Document extract —
———

Gartland Steamship Co. v. Corporation & Securities Commission

339 Mich. 661 (1954) 64 N.W.2d 886

GARTLAND STEAMSHIP COMPANY
v.
CORPORATION & SECURITIES COMMISSION.

Docket No. 45, Calendar No. 46,095.

Supreme Court of Michigan.

Decided June 7, 1954.

Jordan Jenkins and Scott H. Elder (Johnson, Branand & Jaeger and Schlitz & Petersilge, of counsel), for plaintiff.

Frank G. Millard, Attorney General, Edmund E. Shepherd, Solicitor General, and Daniel J. O'Hara and Gregory H. Frederick, Assistants Attorney General, for defendant.

KELLY, J.

Gartland Steamship Company, a Delaware corporation (hereinafter referred to as Gartland), appeals from the determination of the Michigan corporation tax appeal board affirming the Michigan corporation and securities commission's assessment of a 1952 privilege tax. The question to be determined is whether said tax violated Gartland's privilege of carrying on interstate and foreign commerce. US Const, art 1, § 8.

In 1950 the corporation and securities commission issued to Gartland certificate of authority to carry on its business in Michigan in accordance with the provisions of CL 1948, § 450.93 (Stat Ann § 21.94). Gartland's only office in Michigan is that of its statutory agent; it employs no persons in Michigan, nor does it have any property located in Michigan. Gartland's sole business is transportation of commodities between ports on the Great Lakes by means of 4 vessels duly enrolled and licensed for trade and *664 commerce on the Great Lakes under the laws of the United States.

———

Data extract —
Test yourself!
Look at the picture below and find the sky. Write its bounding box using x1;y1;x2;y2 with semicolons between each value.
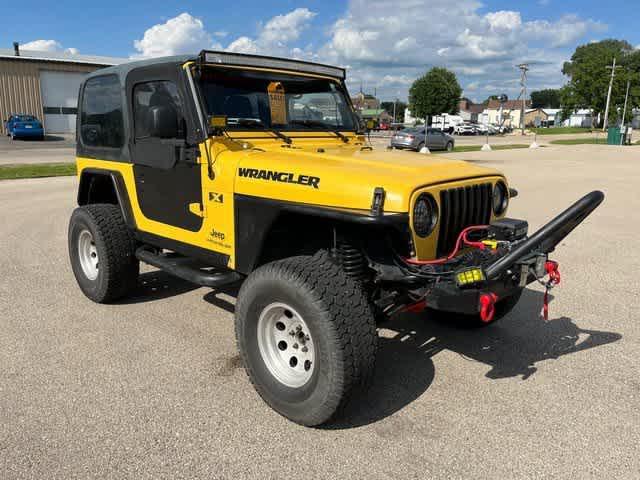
0;0;640;101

———

Short task — Write out the part of the court opinion above starting with "Gartland Steamship Co." and going on through "Court of Michigan.".

Written solution —
Gartland Steamship Co. v. Corporation & Securities Commission

339 Mich. 661 (1954) 64 N.W.2d 886

GARTLAND STEAMSHIP COMPANY
v.
CORPORATION & SECURITIES COMMISSION.

Docket No. 45, Calendar No. 46,095.

Supreme Court of Michigan.